#### [Working data]
——
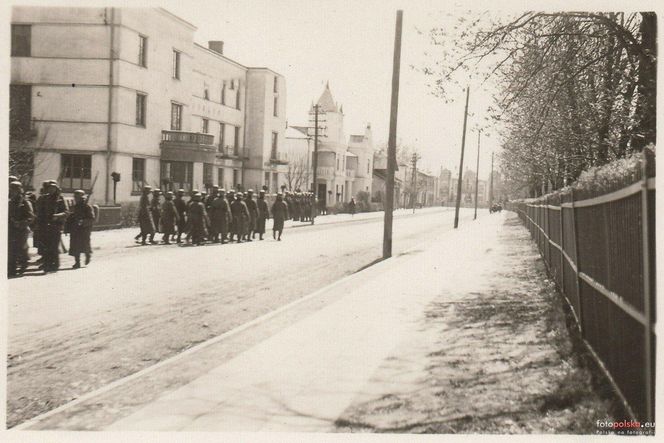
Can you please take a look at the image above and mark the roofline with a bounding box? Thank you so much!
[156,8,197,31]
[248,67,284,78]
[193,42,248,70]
——
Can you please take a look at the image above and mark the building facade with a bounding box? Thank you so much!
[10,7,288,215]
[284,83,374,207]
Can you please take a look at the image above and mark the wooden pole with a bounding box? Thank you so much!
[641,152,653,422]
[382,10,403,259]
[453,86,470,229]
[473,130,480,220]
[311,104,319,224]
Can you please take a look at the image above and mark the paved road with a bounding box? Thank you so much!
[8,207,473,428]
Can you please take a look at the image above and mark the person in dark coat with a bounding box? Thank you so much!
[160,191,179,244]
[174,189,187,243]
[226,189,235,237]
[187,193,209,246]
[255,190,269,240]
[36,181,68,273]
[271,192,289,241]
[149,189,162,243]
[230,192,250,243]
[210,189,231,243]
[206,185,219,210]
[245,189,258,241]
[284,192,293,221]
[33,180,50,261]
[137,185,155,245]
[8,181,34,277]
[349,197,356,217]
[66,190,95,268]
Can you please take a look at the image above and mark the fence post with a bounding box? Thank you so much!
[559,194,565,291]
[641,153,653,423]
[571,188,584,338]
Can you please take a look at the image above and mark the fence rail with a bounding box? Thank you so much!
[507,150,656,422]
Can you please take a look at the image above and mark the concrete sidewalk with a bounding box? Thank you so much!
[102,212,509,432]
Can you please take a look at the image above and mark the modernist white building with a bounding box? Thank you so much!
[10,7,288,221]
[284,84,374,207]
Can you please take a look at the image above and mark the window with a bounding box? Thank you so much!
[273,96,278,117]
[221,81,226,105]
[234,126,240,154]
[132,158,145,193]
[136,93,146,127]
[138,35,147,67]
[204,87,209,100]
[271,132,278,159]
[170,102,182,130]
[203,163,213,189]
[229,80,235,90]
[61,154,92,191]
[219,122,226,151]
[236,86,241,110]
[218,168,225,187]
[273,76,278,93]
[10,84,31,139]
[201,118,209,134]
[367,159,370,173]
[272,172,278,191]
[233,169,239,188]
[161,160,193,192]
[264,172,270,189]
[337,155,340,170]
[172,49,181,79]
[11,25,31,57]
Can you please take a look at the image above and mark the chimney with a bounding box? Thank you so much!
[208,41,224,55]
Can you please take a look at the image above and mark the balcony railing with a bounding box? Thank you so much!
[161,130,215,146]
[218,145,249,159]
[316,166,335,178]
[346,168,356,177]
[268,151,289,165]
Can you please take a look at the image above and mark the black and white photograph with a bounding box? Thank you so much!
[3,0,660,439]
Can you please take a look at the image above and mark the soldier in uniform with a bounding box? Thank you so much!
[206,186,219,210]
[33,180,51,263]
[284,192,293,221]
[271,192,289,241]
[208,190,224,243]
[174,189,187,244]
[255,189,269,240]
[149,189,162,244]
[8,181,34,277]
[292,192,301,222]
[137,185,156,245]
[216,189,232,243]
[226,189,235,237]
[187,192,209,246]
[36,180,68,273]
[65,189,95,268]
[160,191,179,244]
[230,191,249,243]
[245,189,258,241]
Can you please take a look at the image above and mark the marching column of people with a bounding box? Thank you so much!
——
#### [Task details]
Reproduce word for word the material above, starting with the line that has "mark the window" and stopping after the line that has "mark the marching".

#### [Task solution]
Can you please take a look at the image above and mark the window with a bounding box? Thank you so much!
[273,96,278,117]
[221,81,226,105]
[234,126,240,154]
[132,158,145,193]
[136,93,146,127]
[138,35,147,67]
[204,87,209,100]
[271,132,278,159]
[170,102,182,130]
[203,163,213,189]
[229,80,235,90]
[61,154,92,191]
[219,122,226,151]
[236,86,241,110]
[218,168,225,187]
[273,76,278,93]
[10,84,31,139]
[201,118,209,134]
[367,159,370,173]
[272,172,278,191]
[233,169,239,188]
[161,160,193,192]
[264,172,270,189]
[337,155,340,170]
[172,49,181,79]
[11,25,31,57]
Can you please take a look at the image above and mark the chimney with a bounding box? Thank you so much!
[208,41,224,55]
Can you please take a look at the image above and mark the balcony railing with a bounding box? Thank you so much!
[161,130,215,146]
[218,145,249,159]
[316,166,335,178]
[346,168,356,177]
[268,151,289,165]
Can you please take a look at the image above and mark the black and white photograph with a bounding box? Thank you so much!
[3,0,660,439]
Can you please take a look at the image above and mark the soldier in uniform with a bounding box? Thank you so much!
[206,186,219,210]
[33,180,51,263]
[284,192,293,221]
[271,192,289,241]
[208,190,224,243]
[174,189,187,244]
[255,189,269,240]
[149,189,162,244]
[8,181,34,277]
[292,192,301,222]
[137,185,156,245]
[216,189,232,243]
[226,189,235,237]
[187,192,209,246]
[36,180,68,273]
[65,189,95,268]
[160,191,179,244]
[230,191,249,243]
[245,189,258,241]
Can you please take a look at the image above and mark the marching column of people with a bounding box? Thank you so much!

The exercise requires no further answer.